Selected passage >>
━━━━━━

These functions were born out of need to parse large SQL dumps from breached databases and extract meaningful data. Added a few more functions to deal with multiple SQL dump types (dirty and badly formatted ones included), and convert Excel files, HTML tables and "pretty printed" tables to CSV. Also added functions to clean the CSVs once they have been created in order to get rid of "useless" data. For each conversion option you can convert single file, folder of files, or do recursive search that will convert all files in all subfolders.
Script has been tested to work flawlessly on over 5k SQL dumps to date. The only constraint is memory on your PC as at the moment script reads results of each table to memory before dumping to CSV. So will work fine for large file with many tables BUT if you have 10gb+ file with just one file, may choke. Can easily modify script to output table line by line. Will prob upload new version that does that eventually.
Will take pretty much any SQL dump you can throw at it and convert the dump to a CSV. Will work on dumps regardless if entries are line separated, if there are no proper tables, or on files without field values, etc. If it is proper SQL dump with tables, the parser will first run through the file and identify any tables present. It will then produce a simple GUI from which you can select the tables you want to grab with the most "promising" ones listed at the top:
NOTE: If it looks like proper SQL table with "create table" and "insert" statements and Parser can't find the tables, more often than not, your file is UTF16 encoded. Either force script to open with UT16 encoding or just save file as "utf8" then rerun script.
You also have the option to automatically grab all tables in a SQL file by adding the "dumpall" flag. If there is only one table found in the dump, script will just automatically begin dumping that table. Tables that have fields like "email","username","ipaddress" etc. will be seperated into folder called "good ones", in case you plan on dumping thousands of tables at a time.

━━━━━━

Data excerpts >>
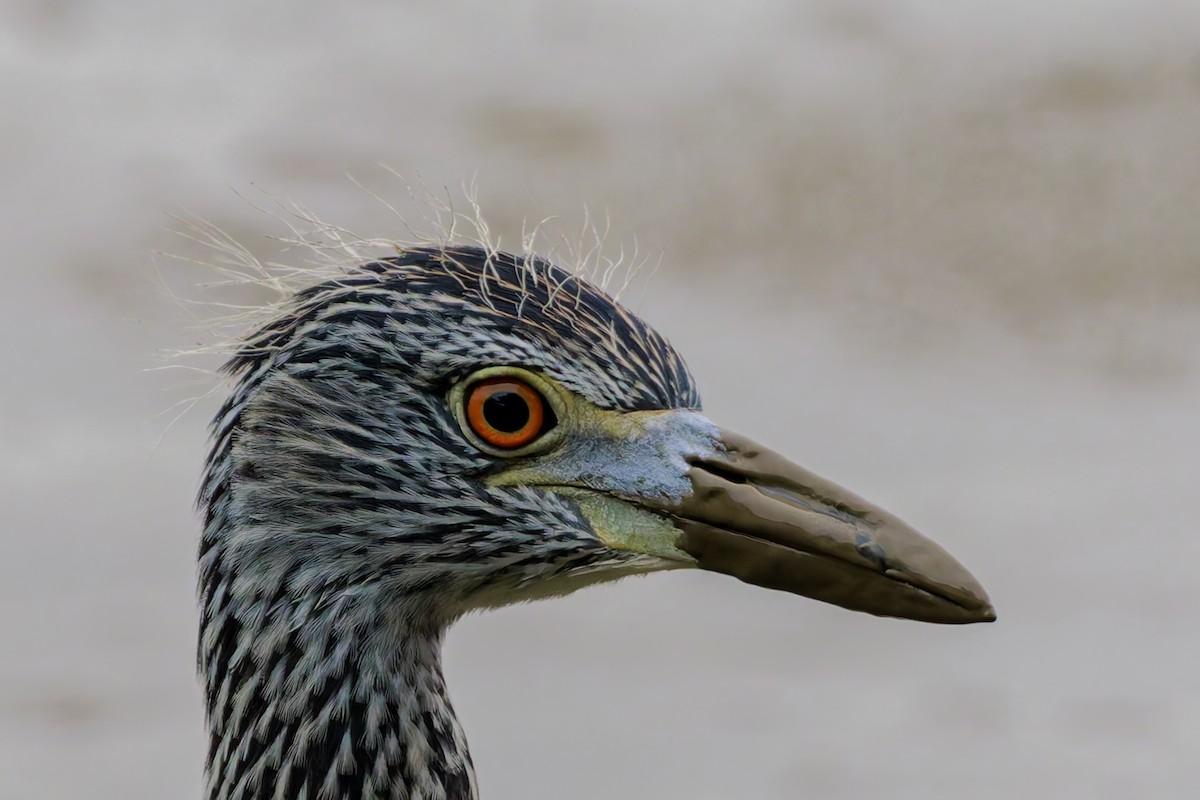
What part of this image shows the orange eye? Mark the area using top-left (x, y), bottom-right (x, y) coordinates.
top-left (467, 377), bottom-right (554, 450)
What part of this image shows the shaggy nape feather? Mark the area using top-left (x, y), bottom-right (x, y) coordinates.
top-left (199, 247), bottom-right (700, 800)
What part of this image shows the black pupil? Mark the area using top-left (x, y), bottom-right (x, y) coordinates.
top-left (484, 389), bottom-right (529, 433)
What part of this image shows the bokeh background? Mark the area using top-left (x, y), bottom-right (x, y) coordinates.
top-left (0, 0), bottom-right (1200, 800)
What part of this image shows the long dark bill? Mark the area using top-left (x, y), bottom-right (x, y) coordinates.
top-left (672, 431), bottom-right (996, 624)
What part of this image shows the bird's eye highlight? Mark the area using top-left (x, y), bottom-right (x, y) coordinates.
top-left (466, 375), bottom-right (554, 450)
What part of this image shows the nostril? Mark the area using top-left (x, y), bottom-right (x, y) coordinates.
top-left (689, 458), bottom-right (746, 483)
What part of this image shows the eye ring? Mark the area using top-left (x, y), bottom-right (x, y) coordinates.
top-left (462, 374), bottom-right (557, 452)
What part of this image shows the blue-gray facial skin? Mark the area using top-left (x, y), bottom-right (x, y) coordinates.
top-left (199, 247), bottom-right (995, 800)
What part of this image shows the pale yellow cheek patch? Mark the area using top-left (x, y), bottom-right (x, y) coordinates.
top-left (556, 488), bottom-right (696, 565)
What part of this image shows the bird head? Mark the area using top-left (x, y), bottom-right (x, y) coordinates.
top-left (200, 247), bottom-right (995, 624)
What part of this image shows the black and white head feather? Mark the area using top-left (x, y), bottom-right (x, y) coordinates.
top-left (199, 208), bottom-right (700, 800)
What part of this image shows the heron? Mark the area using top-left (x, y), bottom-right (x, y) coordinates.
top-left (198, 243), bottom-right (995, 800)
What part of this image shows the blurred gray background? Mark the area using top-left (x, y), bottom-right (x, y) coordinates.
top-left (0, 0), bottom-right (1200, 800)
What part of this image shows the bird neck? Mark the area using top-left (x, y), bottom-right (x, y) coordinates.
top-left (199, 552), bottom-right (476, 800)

━━━━━━

Requirements >> Can you reproduce the SQL dump parser text between "You also have" and "tables at a time.", inclusive? The entries are separate material with no connection to the SQL dump parser text.

Reply >>
You also have the option to automatically grab all tables in a SQL file by adding the "dumpall" flag. If there is only one table found in the dump, script will just automatically begin dumping that table. Tables that have fields like "email","username","ipaddress" etc. will be seperated into folder called "good ones", in case you plan on dumping thousands of tables at a time.